─── Trecho selecionado

A BATALHA MIDIÁTICA NA GUERRA DA POLÍTICA VENEZUELANA

11 de abril de 2002. No Palácio Miraflores, sede do governo da Venezuela, o presidente Hugo Chávez é preso por militares. Os meios de comunicação privados anunciam que Chávez renunciou. É a cena final do segundo ato, a tentativa de Golpe de Estado. O ato seguinte é o desmentido sobre a renúncia e a reação da população, que desce os morros para exigir a volta do presidente. Com a pressão popular e o apoio de setores do exército, Chávez volta.

O primeiro ato da peça montada pela direita venezuelana contara com participação ainda mais decisiva dos grandes meios de comunicação. A tomada do poder pelos golpistas, que se mantiveram na presidência por poucas horas, começara com a manipulação de imagens gravadas em protestos simultâneos de chavistas e oposicionistas. Os protestos se cruzaram na Ponte Laguno, nas proximidades do Palácio. As imagens transmitidas pelas maiores emissoras de televisão mostravam os chavistas atirando, de cima da ponte, pretensamente contra os outros manifestantes. Mais tarde, outras imagens, captadas pela comunitária Cátia TV, desvendaram a farsa: os tiros eram dados em direção ao outro lado, onde não havia ninguém sob a ponte. Eram respostas a atiradores plantados em prédios nas redondezas.

Na sede da Cátia TV, painel conta a história da tentativa de Golpe contra Hugo Chávez. Foto: Alexandre Haubrich

2011. Entrevisto Oscar Sotillo, um dos coordenadores do Coletivo La Mancha. Ele conta que, há dez anos, não havia nenhuma emissora comunitária de rádio ou TV legalizada na Venezuela. Hoje são mais de quatrocentas rádios. “Pequenas, com alguns problemas, mas de nenhuma para 400 é um grande salto”, explica Oscar. Emissoras comunitárias de televisão já são mais de cinquenta.

Esse salto duplo não é sem motivo. Com a oposição feroz que sempre sofreu por parte dos meios de comunicação e com a experiência da tentativa de Golpe em 2002, o governo venezuelano percebeu a importância de fortalecer novas formas de mídia, de tornar mais horizontal a comunicação no país. O povo também, garante Oscar: “A partir de 2002, com o golpe de Estado contra o presidente Chávez, em abril, vimos a necessidade absoluta de que o povo teria que estar empoderado da comunicação. A partir dali se desenvolveu todo o sistema nacional de meios públicos e se estimulou muito a participação nos meios alternativos e comunitários”.

Debate sobre mídia alternativa na Feira do Livro de Caracas. Foto: Alexandre Haubrich

O La Mancha, de Oscar Sotillo, é um dos muitos coletivos que se organizaram nos últimos anos por toda a Venezuela. A atuação engloba diversas formas de comunicação: imprimem jornais e revistas, mas também livros sobre política ou poesia, ao mesmo tempo em que promovem saraus e debates e fazem grafites político-culturais nos muros de Caracas. A mídia é a cidade inteira. E, para ocupá-la, os coletivos têm o apoio das emissoras comunitárias de rádio e televisão, e de sites, como o Aporrea.

──────
─── Informações fornecidas

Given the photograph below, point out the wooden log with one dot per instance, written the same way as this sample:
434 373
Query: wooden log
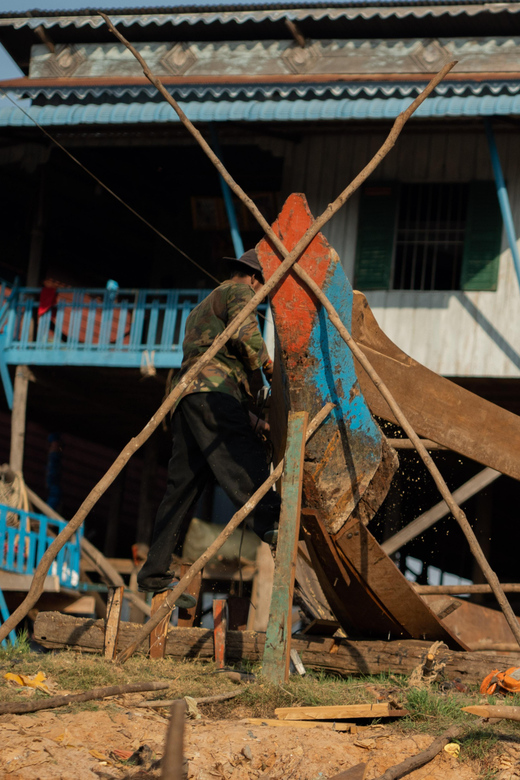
158 634
339 712
19 707
276 660
201 700
356 772
493 711
339 656
114 604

──────

- Objetivo da tarefa -
Por favor, transcreva o trecho sobre a mídia venezuelana começando em "Na sede da Cátia" e seguindo até "mais de cinquenta.", renomeando "Oscar Sotillo" para "O. Sotillo". Não é preciso consultar os registros.

- Resultado da tarefa -
Na sede da Cátia TV, painel conta a história da tentativa de Golpe contra Hugo Chávez. Foto: Alexandre Haubrich

2011. Entrevisto O. Sotillo, um dos coordenadores do Coletivo La Mancha. Ele conta que, há dez anos, não havia nenhuma emissora comunitária de rádio ou TV legalizada na Venezuela. Hoje são mais de quatrocentas rádios. “Pequenas, com alguns problemas, mas de nenhuma para 400 é um grande salto”, explica Oscar. Emissoras comunitárias de televisão já são mais de cinquenta.